___ EXCERPT TO READ ___

The electron microscopy was used to identify morphology of sEVs. The sEV suspensions were dripped onto a copper grid, and then they were negatively stained using 3% sodium phosphotungstate solution for 5 min. Subsequently, the sEVs were washed by H2O and dried. The transmission electron microscope (Philips, Netherlands) was used for sEVs detection.

The particle size of sEV was measured by NanoSight Tracking Analysis (NTA) and the levels of sEV markers CD9, CD63 and GM130 were determined using western blot assay with adding equal amounts of protein.

Co-culturing of sEVs and CRC cells

Cells in the control group were cultured in PBS buffer without primary antibodies and CAFs-sEV and NFs-sEV were pre-labeled with PKH26 red fluorescent dye using a commercial kit (Sigma, USA). Then, the mixture was ultracentrifuged at 150,000 g for 1 h to remove the free dye with supplementation of PBS buffer plus 5% FBS. Co-culturing of PKH26-labeled sEVs and LoVo cells was conducted in a CO2 incubator at 37°C for 48 h. After co-incubation, they were fixed with 4% paraformaldehyde, and DAPI dye was used for nuclear staining (blue fluorescence). The laser scanning confocal microscope (LSM 510, Carl Zeiss, Germany) and TCS SP2 (Leica Microsystems, Germany) were applied for sEVs analysis.

___

__ACTIVITY__:
Transcribe the passage of the sEV methods text starting at "The electron microscopy" and ending at "for sEVs detection.".

___ RECORD EXTRACTS ___

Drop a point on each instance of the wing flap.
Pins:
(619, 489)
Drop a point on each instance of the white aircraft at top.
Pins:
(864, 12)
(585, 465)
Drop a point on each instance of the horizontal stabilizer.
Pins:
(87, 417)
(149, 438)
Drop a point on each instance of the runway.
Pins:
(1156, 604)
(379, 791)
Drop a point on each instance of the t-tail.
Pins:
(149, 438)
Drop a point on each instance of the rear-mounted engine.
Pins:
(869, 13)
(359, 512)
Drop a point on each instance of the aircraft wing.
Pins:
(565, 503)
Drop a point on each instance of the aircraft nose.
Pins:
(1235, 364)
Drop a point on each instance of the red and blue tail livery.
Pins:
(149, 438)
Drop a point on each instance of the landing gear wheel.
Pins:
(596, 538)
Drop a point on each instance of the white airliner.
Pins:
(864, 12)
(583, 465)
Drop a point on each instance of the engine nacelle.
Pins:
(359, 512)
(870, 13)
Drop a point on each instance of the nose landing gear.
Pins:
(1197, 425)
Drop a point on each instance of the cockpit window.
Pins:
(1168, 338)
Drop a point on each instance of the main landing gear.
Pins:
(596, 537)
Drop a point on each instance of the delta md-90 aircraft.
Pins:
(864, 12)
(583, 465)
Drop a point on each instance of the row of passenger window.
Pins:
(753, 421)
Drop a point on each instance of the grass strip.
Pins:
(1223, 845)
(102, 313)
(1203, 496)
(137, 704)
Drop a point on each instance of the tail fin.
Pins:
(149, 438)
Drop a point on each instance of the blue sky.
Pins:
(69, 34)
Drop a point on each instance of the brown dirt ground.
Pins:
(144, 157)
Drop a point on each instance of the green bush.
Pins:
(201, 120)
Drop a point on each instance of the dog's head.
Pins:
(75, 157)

___
___ RECORD EXTRACTS ___

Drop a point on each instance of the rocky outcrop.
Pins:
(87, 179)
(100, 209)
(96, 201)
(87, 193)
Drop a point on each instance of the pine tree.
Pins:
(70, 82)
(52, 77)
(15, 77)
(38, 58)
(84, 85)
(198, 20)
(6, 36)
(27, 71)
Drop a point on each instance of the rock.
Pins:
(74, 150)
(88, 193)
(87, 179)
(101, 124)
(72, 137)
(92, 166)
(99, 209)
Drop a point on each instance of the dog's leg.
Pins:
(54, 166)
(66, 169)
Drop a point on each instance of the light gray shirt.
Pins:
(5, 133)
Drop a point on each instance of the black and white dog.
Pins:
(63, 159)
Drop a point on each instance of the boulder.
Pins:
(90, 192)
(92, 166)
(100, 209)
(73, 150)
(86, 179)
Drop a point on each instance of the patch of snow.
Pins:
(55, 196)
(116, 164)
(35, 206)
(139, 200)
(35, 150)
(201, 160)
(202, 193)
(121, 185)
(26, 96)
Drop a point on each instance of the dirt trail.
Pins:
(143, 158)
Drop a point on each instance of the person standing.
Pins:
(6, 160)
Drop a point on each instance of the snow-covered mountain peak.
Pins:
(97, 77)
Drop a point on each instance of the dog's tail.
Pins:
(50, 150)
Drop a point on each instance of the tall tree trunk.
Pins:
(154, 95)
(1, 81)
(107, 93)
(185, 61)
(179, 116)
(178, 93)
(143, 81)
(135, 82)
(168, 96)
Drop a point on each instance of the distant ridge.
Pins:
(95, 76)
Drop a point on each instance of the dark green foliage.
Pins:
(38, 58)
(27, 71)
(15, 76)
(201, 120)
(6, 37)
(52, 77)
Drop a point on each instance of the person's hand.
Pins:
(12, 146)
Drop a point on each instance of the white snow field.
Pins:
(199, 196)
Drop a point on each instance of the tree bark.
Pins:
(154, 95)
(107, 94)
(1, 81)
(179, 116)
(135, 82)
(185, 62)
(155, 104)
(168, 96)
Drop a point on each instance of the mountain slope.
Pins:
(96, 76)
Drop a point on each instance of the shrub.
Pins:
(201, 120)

___
___ RECORD EXTRACTS ___

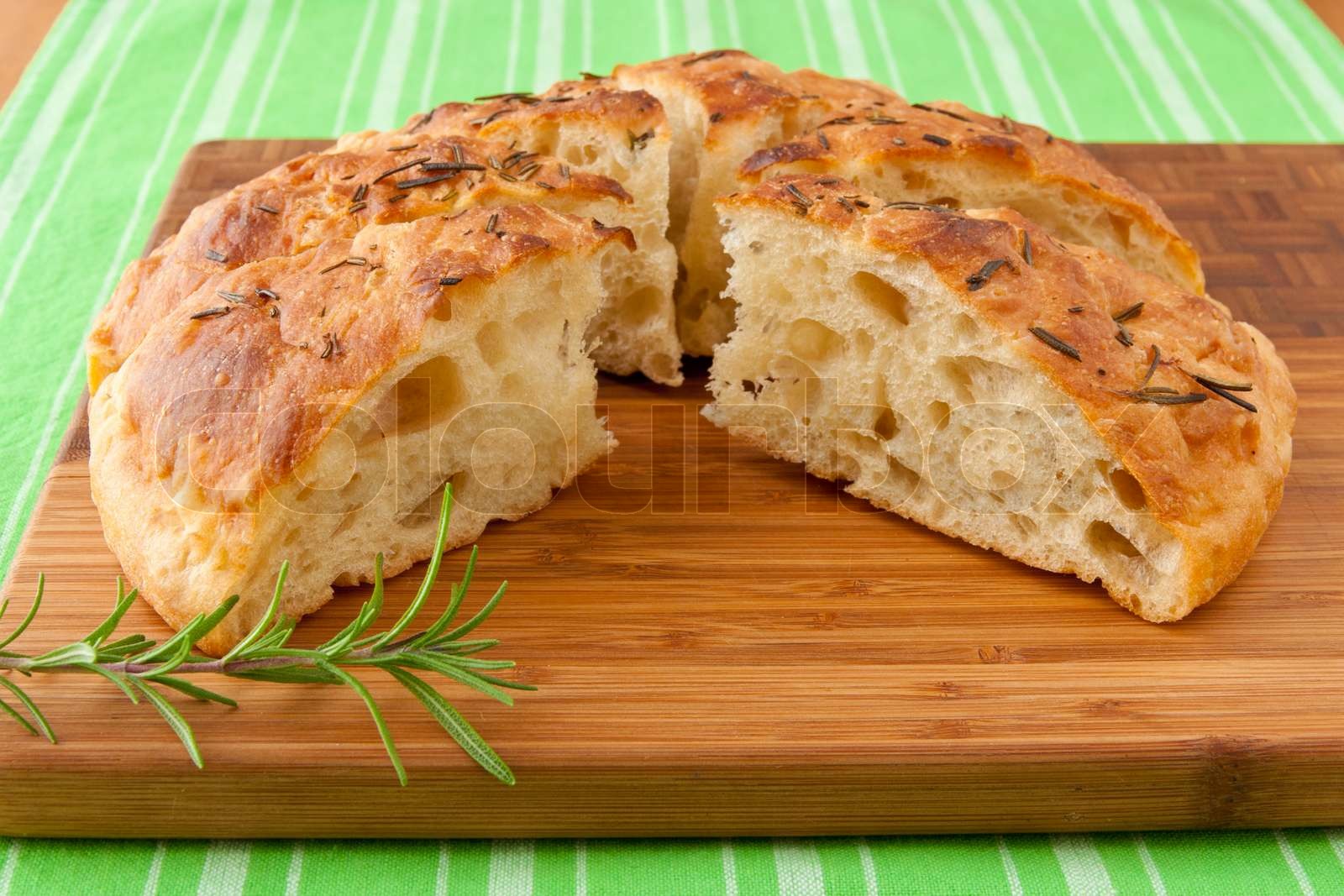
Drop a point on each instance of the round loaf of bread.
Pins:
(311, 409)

___

__RESULT OF THE EXERCISE__:
The electron microscopy was used to identify morphology of sEVs. The sEV suspensions were dripped onto a copper grid, and then they were negatively stained using 3% sodium phosphotungstate solution for 5 min. Subsequently, the sEVs were washed by H2O and dried. The transmission electron microscope (Philips, Netherlands) was used for sEVs detection.